Extracted data =>
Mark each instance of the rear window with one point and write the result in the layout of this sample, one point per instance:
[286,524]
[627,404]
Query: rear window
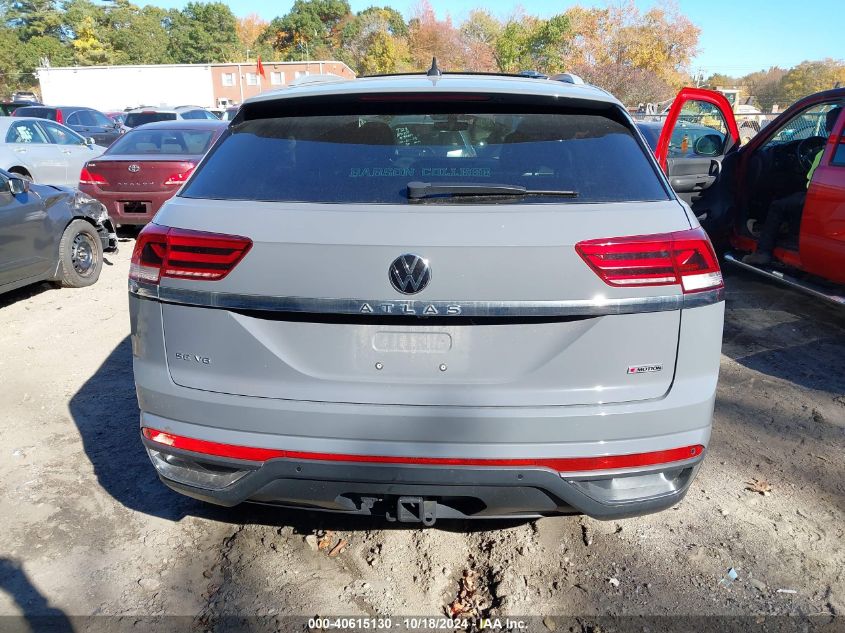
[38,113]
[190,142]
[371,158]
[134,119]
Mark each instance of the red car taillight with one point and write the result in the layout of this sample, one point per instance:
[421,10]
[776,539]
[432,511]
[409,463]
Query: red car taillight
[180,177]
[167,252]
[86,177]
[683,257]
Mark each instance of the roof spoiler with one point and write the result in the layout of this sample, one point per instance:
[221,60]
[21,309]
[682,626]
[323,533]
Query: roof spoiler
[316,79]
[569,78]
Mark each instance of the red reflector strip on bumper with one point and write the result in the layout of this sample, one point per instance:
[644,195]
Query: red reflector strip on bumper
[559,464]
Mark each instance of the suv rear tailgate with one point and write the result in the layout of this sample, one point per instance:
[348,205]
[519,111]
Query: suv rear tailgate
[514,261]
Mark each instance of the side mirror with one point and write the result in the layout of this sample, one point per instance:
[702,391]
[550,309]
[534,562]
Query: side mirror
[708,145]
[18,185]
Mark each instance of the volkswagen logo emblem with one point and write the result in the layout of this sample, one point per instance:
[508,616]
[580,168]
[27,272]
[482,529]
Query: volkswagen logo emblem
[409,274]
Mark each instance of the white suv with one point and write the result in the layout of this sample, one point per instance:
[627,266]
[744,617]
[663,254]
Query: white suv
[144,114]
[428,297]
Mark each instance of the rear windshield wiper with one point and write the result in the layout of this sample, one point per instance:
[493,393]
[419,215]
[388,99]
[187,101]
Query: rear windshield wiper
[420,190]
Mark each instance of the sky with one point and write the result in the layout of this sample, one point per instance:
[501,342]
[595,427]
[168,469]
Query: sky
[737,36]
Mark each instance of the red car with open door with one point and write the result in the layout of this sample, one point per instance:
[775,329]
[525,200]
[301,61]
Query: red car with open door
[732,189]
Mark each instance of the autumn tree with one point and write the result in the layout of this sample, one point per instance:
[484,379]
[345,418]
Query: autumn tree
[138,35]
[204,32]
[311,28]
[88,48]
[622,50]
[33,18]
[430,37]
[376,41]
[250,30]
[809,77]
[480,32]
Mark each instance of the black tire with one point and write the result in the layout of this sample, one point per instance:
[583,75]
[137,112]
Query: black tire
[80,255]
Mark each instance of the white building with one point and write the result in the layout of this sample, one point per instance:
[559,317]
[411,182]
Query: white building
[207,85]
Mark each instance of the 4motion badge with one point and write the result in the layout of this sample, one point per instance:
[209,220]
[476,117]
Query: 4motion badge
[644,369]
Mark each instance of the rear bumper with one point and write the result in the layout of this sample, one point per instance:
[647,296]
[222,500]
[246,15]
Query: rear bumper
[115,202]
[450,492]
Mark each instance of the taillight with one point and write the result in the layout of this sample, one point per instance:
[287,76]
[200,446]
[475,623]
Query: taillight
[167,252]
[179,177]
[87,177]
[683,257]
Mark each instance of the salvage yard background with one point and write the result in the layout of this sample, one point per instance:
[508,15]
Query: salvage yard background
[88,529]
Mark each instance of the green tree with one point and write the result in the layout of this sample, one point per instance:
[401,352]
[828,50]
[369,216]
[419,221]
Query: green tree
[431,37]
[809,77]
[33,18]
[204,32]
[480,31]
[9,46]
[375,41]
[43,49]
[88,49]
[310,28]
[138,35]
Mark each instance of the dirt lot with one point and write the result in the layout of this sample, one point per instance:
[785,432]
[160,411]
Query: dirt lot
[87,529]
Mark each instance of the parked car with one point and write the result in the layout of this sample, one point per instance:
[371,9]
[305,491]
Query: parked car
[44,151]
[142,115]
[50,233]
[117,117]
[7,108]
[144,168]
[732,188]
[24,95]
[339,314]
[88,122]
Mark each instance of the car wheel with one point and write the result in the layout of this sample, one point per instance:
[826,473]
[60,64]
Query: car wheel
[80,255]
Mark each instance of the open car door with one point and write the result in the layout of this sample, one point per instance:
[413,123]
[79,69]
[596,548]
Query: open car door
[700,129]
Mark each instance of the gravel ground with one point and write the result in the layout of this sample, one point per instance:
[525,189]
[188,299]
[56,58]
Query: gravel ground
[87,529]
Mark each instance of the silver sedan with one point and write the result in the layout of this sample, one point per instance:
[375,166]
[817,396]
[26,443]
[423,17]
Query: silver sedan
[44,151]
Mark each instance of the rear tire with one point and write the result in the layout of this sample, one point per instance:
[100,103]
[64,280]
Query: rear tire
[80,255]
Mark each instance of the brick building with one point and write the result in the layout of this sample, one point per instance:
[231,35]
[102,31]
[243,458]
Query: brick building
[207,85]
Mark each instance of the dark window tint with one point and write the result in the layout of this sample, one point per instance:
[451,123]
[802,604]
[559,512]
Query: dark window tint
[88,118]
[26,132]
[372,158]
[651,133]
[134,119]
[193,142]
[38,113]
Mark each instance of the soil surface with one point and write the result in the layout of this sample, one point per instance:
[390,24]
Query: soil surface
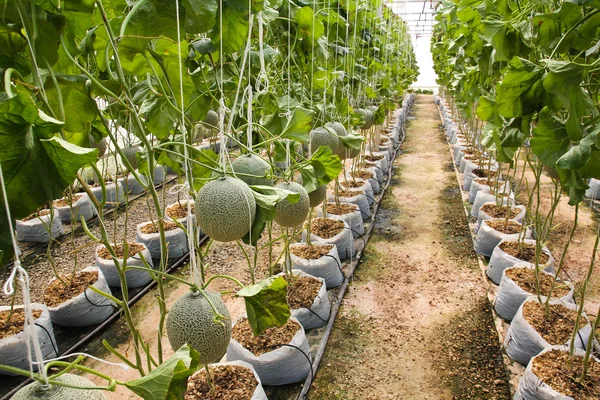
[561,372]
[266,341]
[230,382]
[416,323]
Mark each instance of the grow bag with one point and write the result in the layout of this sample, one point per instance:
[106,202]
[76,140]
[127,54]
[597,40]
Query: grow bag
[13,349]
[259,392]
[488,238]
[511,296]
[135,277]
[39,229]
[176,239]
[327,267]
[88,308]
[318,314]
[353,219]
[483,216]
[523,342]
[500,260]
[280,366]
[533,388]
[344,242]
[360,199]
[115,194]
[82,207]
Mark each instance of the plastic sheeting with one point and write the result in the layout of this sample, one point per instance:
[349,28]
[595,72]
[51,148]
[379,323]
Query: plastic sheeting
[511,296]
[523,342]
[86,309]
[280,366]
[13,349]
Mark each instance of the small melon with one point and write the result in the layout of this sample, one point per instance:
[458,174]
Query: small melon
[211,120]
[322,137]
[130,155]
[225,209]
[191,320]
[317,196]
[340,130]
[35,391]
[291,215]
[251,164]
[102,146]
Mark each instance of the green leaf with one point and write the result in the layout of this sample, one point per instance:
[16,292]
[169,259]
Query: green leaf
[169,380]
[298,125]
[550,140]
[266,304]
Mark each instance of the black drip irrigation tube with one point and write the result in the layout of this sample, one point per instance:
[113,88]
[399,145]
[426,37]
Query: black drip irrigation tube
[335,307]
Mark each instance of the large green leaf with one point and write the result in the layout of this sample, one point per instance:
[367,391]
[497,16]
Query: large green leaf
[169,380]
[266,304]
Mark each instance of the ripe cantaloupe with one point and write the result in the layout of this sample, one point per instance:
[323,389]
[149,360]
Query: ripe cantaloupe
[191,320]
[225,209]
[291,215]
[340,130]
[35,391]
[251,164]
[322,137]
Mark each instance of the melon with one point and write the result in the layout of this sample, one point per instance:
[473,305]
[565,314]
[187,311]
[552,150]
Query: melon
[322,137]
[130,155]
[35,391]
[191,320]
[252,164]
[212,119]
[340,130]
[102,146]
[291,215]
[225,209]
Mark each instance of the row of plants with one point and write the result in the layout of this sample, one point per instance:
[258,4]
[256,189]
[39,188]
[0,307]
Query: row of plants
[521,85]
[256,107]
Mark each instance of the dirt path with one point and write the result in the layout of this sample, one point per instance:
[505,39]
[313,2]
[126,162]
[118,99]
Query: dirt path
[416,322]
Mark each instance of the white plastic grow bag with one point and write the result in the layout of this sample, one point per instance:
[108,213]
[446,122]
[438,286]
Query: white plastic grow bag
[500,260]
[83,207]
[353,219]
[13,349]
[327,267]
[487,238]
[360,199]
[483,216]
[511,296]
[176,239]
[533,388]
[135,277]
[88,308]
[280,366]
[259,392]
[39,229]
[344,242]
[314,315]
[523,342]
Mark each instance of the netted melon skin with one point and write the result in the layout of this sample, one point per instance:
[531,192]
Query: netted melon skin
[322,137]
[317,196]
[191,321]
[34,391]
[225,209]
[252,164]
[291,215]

--

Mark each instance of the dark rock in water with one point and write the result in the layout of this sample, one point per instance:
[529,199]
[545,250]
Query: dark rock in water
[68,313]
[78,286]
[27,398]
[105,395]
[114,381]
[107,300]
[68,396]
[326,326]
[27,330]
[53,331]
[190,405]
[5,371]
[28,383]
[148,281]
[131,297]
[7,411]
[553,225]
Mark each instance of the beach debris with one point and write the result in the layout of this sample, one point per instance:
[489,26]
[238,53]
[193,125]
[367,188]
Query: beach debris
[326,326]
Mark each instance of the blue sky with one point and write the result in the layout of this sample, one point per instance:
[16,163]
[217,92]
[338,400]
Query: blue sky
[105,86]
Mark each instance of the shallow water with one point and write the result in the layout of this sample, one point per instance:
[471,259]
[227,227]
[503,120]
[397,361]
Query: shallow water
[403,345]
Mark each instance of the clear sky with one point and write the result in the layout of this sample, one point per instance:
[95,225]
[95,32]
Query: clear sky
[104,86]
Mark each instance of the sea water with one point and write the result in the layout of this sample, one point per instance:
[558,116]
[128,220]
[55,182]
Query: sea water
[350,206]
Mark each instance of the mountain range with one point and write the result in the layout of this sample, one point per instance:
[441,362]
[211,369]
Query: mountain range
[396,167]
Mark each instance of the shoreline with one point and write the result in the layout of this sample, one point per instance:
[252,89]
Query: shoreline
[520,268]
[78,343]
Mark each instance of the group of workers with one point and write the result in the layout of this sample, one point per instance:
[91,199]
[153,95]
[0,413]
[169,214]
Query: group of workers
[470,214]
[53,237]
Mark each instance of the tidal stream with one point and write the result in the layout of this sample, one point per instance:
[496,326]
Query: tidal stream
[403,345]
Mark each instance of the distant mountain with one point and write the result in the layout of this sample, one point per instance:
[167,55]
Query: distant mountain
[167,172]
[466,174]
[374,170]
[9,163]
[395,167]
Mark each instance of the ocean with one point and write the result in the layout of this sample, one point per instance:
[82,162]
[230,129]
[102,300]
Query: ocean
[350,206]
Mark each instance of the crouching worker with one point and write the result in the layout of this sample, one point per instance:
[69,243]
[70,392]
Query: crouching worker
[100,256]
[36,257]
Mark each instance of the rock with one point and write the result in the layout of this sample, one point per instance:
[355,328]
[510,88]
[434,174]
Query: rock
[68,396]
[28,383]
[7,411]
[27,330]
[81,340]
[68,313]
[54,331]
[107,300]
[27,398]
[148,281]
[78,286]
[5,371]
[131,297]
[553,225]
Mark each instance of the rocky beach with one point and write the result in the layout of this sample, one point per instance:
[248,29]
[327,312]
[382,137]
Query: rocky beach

Your objective => How many lines in the material above contain the string "mirror", matching case exactly? Reply with the number alone.

Response to the exercise => 2